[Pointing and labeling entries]
>> begin

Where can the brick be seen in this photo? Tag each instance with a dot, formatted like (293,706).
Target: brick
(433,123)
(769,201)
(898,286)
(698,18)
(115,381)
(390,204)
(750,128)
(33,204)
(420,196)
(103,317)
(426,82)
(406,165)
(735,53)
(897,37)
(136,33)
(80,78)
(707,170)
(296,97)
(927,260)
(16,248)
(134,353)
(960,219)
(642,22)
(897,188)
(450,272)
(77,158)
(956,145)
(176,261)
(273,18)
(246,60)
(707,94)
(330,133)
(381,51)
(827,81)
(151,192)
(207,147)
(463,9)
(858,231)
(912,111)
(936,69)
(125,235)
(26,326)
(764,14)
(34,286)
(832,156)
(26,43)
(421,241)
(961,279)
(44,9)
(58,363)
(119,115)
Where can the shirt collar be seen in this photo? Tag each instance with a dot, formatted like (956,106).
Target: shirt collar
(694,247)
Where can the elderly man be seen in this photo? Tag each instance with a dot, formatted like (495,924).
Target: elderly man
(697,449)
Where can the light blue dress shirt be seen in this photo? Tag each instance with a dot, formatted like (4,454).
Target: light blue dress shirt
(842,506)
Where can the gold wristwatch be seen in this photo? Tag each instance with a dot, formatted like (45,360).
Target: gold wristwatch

>> end
>> begin

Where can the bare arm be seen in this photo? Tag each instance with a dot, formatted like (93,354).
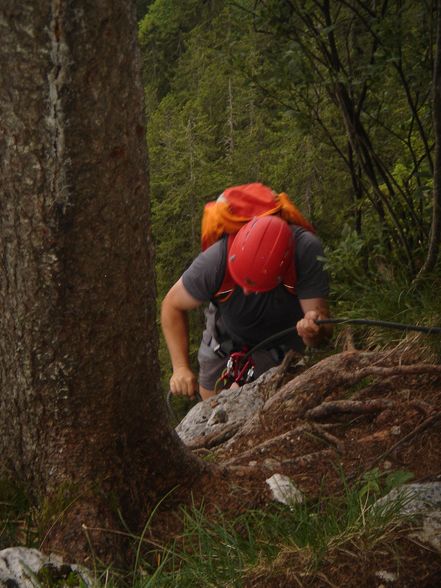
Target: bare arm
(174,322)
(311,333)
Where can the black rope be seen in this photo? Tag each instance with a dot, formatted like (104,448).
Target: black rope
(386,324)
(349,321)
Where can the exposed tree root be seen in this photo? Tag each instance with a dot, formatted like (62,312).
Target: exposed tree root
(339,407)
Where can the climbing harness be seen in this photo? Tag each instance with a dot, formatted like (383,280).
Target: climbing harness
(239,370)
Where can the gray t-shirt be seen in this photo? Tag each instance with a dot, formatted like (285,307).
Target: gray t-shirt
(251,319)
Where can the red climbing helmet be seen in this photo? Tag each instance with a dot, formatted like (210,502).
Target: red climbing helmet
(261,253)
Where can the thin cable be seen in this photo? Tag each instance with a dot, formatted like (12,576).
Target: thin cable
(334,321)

>> end

_Task to complete_
Pull out every line of the records that contains the word "rope". Only matches with the same capitalization count.

_Task result_
Where can the black rope be seen in this photo? Tag each instance with a dot, formatted like (104,448).
Target: black rope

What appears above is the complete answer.